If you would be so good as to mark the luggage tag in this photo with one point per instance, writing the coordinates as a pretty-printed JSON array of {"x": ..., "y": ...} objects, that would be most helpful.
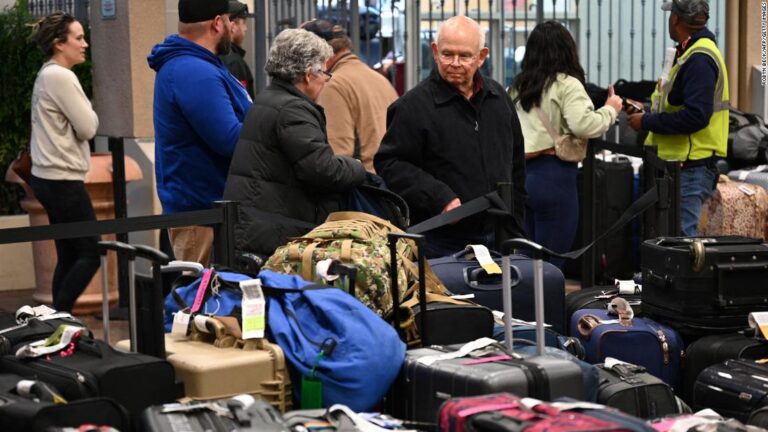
[
  {"x": 180, "y": 324},
  {"x": 253, "y": 306},
  {"x": 483, "y": 256},
  {"x": 311, "y": 386},
  {"x": 759, "y": 322}
]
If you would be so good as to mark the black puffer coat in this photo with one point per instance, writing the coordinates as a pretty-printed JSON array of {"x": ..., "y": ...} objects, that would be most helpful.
[{"x": 283, "y": 164}]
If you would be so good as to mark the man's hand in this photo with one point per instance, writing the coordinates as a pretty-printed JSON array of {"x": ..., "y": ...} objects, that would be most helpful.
[
  {"x": 452, "y": 205},
  {"x": 635, "y": 121}
]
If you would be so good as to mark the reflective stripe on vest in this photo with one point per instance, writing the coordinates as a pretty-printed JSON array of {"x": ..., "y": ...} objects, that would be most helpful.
[{"x": 713, "y": 139}]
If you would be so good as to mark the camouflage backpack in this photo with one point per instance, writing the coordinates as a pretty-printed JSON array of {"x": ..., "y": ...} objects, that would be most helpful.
[{"x": 358, "y": 239}]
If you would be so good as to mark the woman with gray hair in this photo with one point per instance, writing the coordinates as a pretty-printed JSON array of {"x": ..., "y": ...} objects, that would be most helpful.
[{"x": 283, "y": 163}]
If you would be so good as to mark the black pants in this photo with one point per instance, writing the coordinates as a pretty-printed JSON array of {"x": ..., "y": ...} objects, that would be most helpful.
[{"x": 78, "y": 258}]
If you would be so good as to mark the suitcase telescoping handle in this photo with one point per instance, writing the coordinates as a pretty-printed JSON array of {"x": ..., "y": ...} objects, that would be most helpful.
[
  {"x": 152, "y": 341},
  {"x": 538, "y": 253},
  {"x": 419, "y": 239},
  {"x": 130, "y": 253}
]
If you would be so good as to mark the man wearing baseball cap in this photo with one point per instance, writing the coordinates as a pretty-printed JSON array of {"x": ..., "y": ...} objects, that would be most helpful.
[
  {"x": 235, "y": 60},
  {"x": 688, "y": 121},
  {"x": 199, "y": 109},
  {"x": 355, "y": 100}
]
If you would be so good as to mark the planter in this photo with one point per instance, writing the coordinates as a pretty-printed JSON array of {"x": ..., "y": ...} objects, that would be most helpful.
[{"x": 98, "y": 182}]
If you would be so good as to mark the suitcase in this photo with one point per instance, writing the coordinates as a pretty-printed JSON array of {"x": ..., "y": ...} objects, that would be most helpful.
[
  {"x": 735, "y": 208},
  {"x": 507, "y": 412},
  {"x": 598, "y": 298},
  {"x": 614, "y": 193},
  {"x": 632, "y": 390},
  {"x": 214, "y": 362},
  {"x": 714, "y": 349},
  {"x": 241, "y": 413},
  {"x": 462, "y": 274},
  {"x": 656, "y": 347},
  {"x": 704, "y": 286},
  {"x": 220, "y": 365},
  {"x": 733, "y": 388},
  {"x": 420, "y": 388},
  {"x": 30, "y": 413}
]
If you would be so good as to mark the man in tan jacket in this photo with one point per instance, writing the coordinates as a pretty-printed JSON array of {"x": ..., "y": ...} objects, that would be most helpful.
[{"x": 355, "y": 100}]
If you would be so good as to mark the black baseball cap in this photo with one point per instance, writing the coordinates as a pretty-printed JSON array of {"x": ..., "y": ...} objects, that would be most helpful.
[{"x": 192, "y": 11}]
★ ★ ★ ★ ★ ★ ★
• _EXERCISE_
Produce an exact copy of each line of data, skipping embedded images.

• _RESPONSE_
If you would be so good as to mark the luggage tag in this photo with one point per instance, writing the coordinates as a pretty-printed JSON array of {"x": ..., "y": ...} objects, that would be most helpful.
[
  {"x": 180, "y": 324},
  {"x": 253, "y": 306},
  {"x": 483, "y": 256},
  {"x": 311, "y": 386},
  {"x": 759, "y": 322}
]
If you would be so good as to mark the black puffer coat in this photo with one point per instance, writing the coordinates as a pretty-printed JSON array of {"x": ..., "y": ...} objects, that would be most helpful.
[{"x": 283, "y": 164}]
If you would be so good as to mark the man's hand in this photo with one point per instance, writing the coordinates as a pretty-printed JSON array of {"x": ..., "y": ...} objects, that would be most helpful.
[
  {"x": 452, "y": 205},
  {"x": 635, "y": 121}
]
If you would be so good as to mark the reflective stripe on vest in this photo with one point per instance, writing the coordinates as a pretty-printed JSON array of {"x": ..., "y": ...} objects, that would be most helpful.
[{"x": 713, "y": 139}]
If you would be so good as to mark the camouflage backpack in this photo with one point per instance, writing the coordinates as a pretty-printed JSON array of {"x": ..., "y": ...} objects, that would be most helpful.
[{"x": 358, "y": 239}]
If you would be so good as to mark the woman with gray hair in this photo with one point per instance, writing the coordinates as a pretty-printed JSON array of {"x": ..., "y": ...} objects, that would be most helpful.
[{"x": 283, "y": 163}]
If you would be so good as to mark the black pants in this photo with one point per instance, writing the coordinates as a pretty-printed JSON array of {"x": ..., "y": ...} objects, that would be most helpful.
[{"x": 78, "y": 258}]
If you would be so good as to mark the suitcase telescoping handle in this photo with one point per instance, writing the coordinates as a pretty-printed JSON array of {"x": ..., "y": ...} objects, that would be most helpful.
[
  {"x": 152, "y": 341},
  {"x": 538, "y": 253},
  {"x": 419, "y": 239},
  {"x": 130, "y": 253}
]
If you would be so good as to mark the man wearing baseball cap in this photo with one point per instance, writing the coordinates as a pretty-printed JSON array of {"x": ..., "y": ...} objects, that would be most helpful.
[
  {"x": 235, "y": 60},
  {"x": 688, "y": 121},
  {"x": 199, "y": 109},
  {"x": 355, "y": 100}
]
If you would be so good as to mark the planter in this photo with one point per instance, writing the coordinates as a pretty-printed JSON array of {"x": ..., "y": ...} objects, that would be most helpful.
[{"x": 98, "y": 182}]
If you would be so good as to mark the suitcase in this photo with one point per instance, writing the coordinates as a pretty-printed JSON array of {"x": ..., "y": ...} objects, that would be most helpful.
[
  {"x": 735, "y": 208},
  {"x": 507, "y": 412},
  {"x": 598, "y": 298},
  {"x": 614, "y": 193},
  {"x": 632, "y": 390},
  {"x": 214, "y": 362},
  {"x": 714, "y": 349},
  {"x": 241, "y": 413},
  {"x": 462, "y": 274},
  {"x": 656, "y": 347},
  {"x": 704, "y": 286},
  {"x": 220, "y": 365},
  {"x": 733, "y": 388},
  {"x": 420, "y": 388},
  {"x": 30, "y": 413}
]
If you would be so good as to mark the man in tan jacket in this photo with one point per instance, writing the coordinates as a pretty-printed JSON array of {"x": ..., "y": ...} objects, that would be most helpful.
[{"x": 355, "y": 100}]
If you would be so good as to mark the black baseball cap in this photo with one point per instance, writing the coordinates as a pretty-printed JSON array of {"x": ..., "y": ...} objects, that would be most helpful.
[{"x": 192, "y": 11}]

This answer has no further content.